**Directive**
Add -114 to every bounding box coordinate in the listing between the lines holding "Label every white window" and "206, 84, 285, 374", inclusive. Write out all of those lines and only those, keeping every line without coordinates unchanged.

**Information given**
━━━━━━━━━━
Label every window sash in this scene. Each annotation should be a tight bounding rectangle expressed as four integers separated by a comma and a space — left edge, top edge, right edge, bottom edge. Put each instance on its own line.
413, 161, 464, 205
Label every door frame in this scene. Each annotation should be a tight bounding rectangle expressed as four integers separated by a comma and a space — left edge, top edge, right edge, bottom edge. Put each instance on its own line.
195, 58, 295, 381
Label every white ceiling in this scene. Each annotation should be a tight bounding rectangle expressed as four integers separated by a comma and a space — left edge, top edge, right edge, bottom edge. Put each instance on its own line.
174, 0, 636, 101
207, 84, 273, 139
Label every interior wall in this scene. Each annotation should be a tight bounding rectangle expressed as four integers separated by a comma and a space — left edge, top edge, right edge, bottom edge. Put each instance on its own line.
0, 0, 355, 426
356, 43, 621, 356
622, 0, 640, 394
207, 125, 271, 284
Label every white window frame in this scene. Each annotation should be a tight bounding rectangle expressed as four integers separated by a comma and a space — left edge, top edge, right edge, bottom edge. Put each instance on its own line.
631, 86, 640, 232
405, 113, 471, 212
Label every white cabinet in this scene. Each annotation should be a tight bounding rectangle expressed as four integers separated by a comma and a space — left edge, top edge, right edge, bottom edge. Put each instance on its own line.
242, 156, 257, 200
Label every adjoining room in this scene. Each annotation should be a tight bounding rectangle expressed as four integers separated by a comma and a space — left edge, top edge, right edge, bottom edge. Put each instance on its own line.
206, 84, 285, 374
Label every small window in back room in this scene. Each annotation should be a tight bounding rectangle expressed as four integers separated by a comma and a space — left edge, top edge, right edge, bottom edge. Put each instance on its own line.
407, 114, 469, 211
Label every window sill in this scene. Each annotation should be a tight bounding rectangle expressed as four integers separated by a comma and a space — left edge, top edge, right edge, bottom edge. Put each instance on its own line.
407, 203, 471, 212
━━━━━━━━━━
**Task response**
Label every white window frame in this scene. Each annotation should be a tight bounding rectangle expressed as four integers separated by a comma and a space — left edge, top edge, right edge, bottom edge. Put each instance on its own line.
517, -28, 526, 118
291, -1, 357, 98
Label every white cabinet in this scene. Each annotation should be a tight bounding rectangle expressed as four integers separated by a comma and a space — left edge, top edge, right edge, bottom edge. Put each instance on its own line.
128, 42, 143, 86
Label every adjoining room in this scene. Each annotation should be a tight bounding rectangle expressed as four integers separated by a comma and a space — left edge, top edge, right edge, bottom edge. Put each instance on its own line.
92, -30, 171, 260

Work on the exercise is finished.